:: PASSAGE TO READ ::

The Far-Right Group Building a List of Pro-Palestine Activists to Deport

On January 29, Palestinian organizers in New York City gathered at a park for a 
vigil to mourn the one-year anniversary of the death of Hind Rajab, a 
6-year-old killed last year alongside her family and paramedics by the Israeli 
military in Gaza. At Zuccotti Park in lower Manhattan, attendees laid candles, 
alongside photos and art of Rajab. 

That same day, President Donald Trump signed an executive order titled 
“Additional Measures to Combat Anti-Semitism” that “demands the removal of 
resident aliens who violate our laws” and calls on the Department of Justice to 
“protect law and order, quell pro-Hamas vandalism and intimidation, and 
investigate and punish anti-Jewish racism in leftist, anti-American colleges 
and universities.” It comes on the heels of an earlier anti-immigration order 
signed during Trump’s first day in office that called for increased vetting and 
crackdowns on visa holders and people trying to enter the U.S. based on their 
political and cultural views.

Emboldened by the pair of orders, Betar U.S., the American branch of an 
international organization founded by the early Zionist writer and settler 
colonialist Ze’ev Jabotinsky in 1923, took to social media ahead of the vigil 
for Rajab, which it derogatorily dismissed as a “Jihad rally.” Betar invited 
its supporters to show up and “assist @ICEgov⁩ in deportation efforts,” 
promising to “document all attendees” to submit to the Trump administration as 
a part of his recent orders.

:::
:: DATA RECORDS ::

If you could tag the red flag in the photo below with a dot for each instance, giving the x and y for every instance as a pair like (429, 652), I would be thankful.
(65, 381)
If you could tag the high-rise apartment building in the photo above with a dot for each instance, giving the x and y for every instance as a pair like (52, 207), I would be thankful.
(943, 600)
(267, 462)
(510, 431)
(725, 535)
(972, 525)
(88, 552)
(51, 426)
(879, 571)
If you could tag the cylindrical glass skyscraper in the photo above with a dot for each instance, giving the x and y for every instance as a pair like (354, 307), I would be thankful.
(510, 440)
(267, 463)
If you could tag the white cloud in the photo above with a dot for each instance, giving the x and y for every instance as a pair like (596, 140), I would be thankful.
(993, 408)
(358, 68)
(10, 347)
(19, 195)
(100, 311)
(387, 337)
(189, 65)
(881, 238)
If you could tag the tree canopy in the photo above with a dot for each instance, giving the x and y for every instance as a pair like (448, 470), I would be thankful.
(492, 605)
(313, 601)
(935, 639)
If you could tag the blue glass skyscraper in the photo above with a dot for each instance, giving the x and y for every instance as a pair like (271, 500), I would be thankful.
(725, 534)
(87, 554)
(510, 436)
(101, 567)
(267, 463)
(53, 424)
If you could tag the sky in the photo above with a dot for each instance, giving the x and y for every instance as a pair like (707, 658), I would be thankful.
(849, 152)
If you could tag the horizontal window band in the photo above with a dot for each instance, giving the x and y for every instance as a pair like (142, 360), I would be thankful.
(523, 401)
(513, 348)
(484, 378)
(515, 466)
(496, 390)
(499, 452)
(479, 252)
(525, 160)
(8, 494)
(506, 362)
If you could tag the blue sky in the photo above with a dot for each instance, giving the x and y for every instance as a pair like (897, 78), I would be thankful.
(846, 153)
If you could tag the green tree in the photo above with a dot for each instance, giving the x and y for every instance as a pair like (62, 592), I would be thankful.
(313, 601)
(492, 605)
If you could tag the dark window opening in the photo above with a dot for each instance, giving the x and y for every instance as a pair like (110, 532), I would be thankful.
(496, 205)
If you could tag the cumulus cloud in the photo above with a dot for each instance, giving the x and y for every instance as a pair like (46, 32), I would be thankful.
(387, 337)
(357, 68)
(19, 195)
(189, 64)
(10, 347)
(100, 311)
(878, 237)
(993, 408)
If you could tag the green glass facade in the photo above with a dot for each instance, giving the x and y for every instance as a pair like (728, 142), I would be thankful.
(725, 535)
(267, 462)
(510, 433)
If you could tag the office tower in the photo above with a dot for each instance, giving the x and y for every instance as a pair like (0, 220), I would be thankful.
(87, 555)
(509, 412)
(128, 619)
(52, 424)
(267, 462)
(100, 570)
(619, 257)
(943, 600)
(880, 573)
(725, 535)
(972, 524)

:::

> [STATED EXERCISE 1]
Answer these questions from the article on Betar U.S. and pro-Palestine activists:
(a) In which park did the January 29 vigil for Hind Rajab take place?
(b) What was the title of the executive order Trump signed that same day?
(c) Who founded the international organization that Betar U.S. belongs to, and in what year?
> [STATED EXERCISE 2]
Return the portion of the article on Betar U.S. starting at "That same day, President" and ending at "and cultural views.", copied word for word.
> [STATED EXERCISE 3]
Resume the article on Betar U.S. and pro-Palestine activists, picking up right after its final sentence.

> [RESULT 1]
(a) Zuccotti Park in lower Manhattan.
(b) "Additional Measures to Combat Anti-Semitism."
(c) Ze'ev Jabotinsky, in 1923.

> [RESULT 2]
That same day, President Donald Trump signed an executive order titled 
“Additional Measures to Combat Anti-Semitism” that “demands the removal of 
resident aliens who violate our laws” and calls on the Department of Justice to 
“protect law and order, quell pro-Hamas vandalism and intimidation, and 
investigate and punish anti-Jewish racism in leftist, anti-American colleges 
and universities.” It comes on the heels of an earlier anti-immigration order 
signed during Trump’s first day in office that called for increased vetting and 
crackdowns on visa holders and people trying to enter the U.S. based on their 
political and cultural views.

> [RESULT 3]
At the vigil, a small group heckled attendees, yelling, “Show us your faces so 
we could get you deported” and “We’re with ICE,” then repeatedly chanting, 
“ICE, ICE, ICE,” according to video posted on the group’s accounts.

“We’re here for a 6-year-old girl,” one vigil attendee pleaded to an NYPD 
officer, before being drowned out by counter-protesters accusing them of a 
“fake genocide” and using “human shields.” After the vigil concluded, Betar 
claimed on social media to have identified the attendee using face-recognition 
technology and said it had reported him to the Department of Homeland Security.

Free speech experts and Muslim and Palestine solidarity advocates worry that 
such harassment and discrimination from Betar and other far-right groups will 
only spread thanks to Trump’s recent orders. Amid growing calls to deport 
political foes and defenders of human rights, they fear a new climate where 
political speech is silenced — and those brave enough to speak out risk severe 
punishment.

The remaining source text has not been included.